- Data to use:
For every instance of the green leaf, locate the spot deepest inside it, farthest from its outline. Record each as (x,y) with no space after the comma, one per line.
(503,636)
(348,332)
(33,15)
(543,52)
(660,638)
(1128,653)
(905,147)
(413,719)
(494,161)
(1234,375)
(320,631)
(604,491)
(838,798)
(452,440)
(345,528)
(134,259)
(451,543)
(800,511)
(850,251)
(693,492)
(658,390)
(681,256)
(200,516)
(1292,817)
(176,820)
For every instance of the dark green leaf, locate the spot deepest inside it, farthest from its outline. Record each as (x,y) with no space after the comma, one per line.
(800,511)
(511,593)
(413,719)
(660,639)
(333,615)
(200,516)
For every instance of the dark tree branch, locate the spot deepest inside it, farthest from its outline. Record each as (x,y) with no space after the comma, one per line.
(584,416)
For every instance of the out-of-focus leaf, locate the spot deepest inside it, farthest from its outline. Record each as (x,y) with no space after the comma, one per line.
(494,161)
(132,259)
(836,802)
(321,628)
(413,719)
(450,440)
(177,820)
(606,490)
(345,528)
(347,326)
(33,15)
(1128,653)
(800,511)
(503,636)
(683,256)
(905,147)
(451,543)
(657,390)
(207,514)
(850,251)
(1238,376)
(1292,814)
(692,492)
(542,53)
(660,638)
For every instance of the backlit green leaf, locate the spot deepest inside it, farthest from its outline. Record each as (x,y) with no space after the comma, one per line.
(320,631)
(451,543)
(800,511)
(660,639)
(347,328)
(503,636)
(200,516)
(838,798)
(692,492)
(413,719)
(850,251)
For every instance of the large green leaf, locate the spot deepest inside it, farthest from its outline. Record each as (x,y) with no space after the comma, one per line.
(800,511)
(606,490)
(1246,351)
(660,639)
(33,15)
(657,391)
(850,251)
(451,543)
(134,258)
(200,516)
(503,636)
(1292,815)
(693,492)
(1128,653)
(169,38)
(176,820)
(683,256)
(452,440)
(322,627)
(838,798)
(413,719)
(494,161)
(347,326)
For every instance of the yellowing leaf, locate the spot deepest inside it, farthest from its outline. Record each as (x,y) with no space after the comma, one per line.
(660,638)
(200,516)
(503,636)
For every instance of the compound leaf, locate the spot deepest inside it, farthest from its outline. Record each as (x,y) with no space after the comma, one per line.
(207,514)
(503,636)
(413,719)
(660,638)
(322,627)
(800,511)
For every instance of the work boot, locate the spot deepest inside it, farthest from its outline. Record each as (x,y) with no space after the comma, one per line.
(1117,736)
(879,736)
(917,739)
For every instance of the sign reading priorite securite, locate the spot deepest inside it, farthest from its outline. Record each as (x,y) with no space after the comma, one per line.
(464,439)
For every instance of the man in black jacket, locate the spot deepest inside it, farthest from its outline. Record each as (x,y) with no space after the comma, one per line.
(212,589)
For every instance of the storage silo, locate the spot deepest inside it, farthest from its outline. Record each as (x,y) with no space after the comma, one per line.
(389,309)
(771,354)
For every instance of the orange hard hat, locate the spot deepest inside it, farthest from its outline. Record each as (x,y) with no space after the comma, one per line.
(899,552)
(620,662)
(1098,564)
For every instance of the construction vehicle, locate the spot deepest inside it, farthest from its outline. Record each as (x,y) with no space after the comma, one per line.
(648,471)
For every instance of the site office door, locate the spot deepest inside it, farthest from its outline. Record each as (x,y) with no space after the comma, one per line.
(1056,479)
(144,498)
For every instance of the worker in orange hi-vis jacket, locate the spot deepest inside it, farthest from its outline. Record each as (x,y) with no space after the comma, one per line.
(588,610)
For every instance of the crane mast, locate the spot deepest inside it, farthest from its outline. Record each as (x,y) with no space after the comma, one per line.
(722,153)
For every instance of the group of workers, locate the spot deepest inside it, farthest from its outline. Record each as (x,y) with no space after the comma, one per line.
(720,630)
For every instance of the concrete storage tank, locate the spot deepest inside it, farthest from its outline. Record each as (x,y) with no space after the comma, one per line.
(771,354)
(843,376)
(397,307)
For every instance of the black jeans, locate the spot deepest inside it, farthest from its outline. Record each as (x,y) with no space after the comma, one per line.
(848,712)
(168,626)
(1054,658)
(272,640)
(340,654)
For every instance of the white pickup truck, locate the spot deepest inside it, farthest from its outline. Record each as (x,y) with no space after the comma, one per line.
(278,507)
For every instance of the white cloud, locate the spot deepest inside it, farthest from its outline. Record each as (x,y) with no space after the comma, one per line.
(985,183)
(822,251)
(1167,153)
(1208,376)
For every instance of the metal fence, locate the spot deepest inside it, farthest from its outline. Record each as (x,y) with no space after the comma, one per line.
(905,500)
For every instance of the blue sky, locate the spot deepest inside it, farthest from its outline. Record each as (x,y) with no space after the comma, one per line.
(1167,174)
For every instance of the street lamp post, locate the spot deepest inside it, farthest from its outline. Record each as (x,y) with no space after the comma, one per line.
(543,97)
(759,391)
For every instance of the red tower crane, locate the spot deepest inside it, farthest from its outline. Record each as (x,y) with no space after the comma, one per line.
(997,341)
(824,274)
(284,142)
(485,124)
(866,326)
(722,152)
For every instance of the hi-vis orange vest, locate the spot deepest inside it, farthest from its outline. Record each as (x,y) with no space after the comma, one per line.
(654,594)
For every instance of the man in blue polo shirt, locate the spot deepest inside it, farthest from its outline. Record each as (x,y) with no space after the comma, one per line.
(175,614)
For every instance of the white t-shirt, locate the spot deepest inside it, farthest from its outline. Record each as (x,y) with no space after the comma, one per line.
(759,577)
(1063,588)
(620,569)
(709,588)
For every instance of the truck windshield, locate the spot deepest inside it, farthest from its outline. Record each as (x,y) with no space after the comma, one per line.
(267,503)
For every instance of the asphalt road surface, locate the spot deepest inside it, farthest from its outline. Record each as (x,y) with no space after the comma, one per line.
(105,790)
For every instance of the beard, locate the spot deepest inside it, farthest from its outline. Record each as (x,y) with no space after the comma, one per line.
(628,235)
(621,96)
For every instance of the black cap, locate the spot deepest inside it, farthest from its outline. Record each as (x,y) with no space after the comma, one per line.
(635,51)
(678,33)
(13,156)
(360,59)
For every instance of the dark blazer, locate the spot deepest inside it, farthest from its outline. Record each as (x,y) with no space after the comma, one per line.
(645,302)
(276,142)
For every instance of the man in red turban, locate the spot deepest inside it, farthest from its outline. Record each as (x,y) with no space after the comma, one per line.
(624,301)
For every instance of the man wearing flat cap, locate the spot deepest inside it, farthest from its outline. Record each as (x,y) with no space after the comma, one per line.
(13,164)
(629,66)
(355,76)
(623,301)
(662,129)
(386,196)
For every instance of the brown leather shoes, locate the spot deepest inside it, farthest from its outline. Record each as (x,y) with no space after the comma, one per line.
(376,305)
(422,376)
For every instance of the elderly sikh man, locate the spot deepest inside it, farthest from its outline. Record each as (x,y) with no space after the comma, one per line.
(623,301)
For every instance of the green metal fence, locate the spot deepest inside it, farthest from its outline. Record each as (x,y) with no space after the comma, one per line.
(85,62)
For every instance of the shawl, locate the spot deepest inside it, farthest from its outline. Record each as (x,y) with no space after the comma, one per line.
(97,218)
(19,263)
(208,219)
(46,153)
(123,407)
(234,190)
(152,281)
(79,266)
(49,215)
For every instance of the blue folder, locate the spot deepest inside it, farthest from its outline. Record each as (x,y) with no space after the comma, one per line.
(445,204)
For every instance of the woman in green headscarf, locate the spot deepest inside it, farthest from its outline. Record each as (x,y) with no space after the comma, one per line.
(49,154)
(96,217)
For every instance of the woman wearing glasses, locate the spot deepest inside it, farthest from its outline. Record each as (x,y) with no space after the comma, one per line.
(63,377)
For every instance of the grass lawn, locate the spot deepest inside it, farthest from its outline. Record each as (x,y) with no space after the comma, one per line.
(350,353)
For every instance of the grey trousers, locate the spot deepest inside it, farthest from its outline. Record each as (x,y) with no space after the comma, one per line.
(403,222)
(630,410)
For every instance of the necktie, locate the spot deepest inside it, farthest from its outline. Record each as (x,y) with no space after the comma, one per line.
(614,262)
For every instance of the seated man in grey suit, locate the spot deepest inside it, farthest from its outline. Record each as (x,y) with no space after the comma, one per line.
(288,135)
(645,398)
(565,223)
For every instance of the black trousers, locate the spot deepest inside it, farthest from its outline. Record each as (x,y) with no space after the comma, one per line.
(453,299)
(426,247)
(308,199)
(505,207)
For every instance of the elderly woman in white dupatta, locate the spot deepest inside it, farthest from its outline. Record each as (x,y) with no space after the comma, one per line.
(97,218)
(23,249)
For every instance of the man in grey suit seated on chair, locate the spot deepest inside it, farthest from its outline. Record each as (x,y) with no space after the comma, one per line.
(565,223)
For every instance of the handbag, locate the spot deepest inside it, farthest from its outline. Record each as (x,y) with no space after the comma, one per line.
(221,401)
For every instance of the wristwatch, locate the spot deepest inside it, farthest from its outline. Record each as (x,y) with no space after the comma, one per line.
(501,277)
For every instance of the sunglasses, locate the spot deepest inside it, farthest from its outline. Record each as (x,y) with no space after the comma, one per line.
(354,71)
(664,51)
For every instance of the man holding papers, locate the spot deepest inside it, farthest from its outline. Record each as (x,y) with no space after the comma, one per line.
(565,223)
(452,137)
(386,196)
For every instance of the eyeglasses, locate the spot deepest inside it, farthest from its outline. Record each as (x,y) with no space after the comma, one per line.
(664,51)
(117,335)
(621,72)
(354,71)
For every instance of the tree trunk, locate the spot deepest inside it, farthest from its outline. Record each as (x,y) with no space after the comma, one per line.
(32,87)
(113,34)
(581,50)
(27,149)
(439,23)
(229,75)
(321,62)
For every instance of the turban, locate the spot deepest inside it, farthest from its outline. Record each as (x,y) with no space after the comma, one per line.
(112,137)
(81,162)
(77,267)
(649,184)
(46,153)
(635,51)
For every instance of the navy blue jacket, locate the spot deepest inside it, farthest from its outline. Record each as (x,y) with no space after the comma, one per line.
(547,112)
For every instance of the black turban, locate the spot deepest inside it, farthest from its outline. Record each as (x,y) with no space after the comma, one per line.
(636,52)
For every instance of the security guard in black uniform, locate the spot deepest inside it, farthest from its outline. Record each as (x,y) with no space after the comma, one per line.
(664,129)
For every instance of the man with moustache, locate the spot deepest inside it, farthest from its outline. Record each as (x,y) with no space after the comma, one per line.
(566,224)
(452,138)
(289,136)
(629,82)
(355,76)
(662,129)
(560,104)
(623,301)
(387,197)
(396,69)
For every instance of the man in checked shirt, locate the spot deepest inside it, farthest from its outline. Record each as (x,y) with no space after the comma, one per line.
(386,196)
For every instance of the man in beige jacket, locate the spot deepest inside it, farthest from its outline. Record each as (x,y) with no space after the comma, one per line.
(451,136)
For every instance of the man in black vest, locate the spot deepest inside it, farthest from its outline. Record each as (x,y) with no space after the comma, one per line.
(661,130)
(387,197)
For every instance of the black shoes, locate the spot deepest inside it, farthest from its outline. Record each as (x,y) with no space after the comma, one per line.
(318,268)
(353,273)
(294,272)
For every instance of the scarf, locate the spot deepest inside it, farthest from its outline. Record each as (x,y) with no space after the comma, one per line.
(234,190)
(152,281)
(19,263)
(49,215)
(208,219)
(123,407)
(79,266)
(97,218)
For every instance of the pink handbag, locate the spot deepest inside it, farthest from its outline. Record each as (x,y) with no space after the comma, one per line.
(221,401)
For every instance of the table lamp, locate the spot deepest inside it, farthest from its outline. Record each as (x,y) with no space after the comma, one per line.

- What needs to be done: Write out exactly those lines of the records above that lie from the one with "For every instance of the pink" through the last line, including both.

- Answer to this task:
For every instance of the pink handbag, locate the spot deepest inside it, farthest from its outline. Record each as (x,y) with no space after the comma, one per line.
(221,401)
For every instance of the table lamp, locate the spot deepest inside it, farthest from its outline. Record each as (x,y) with no space after the comma, one per line.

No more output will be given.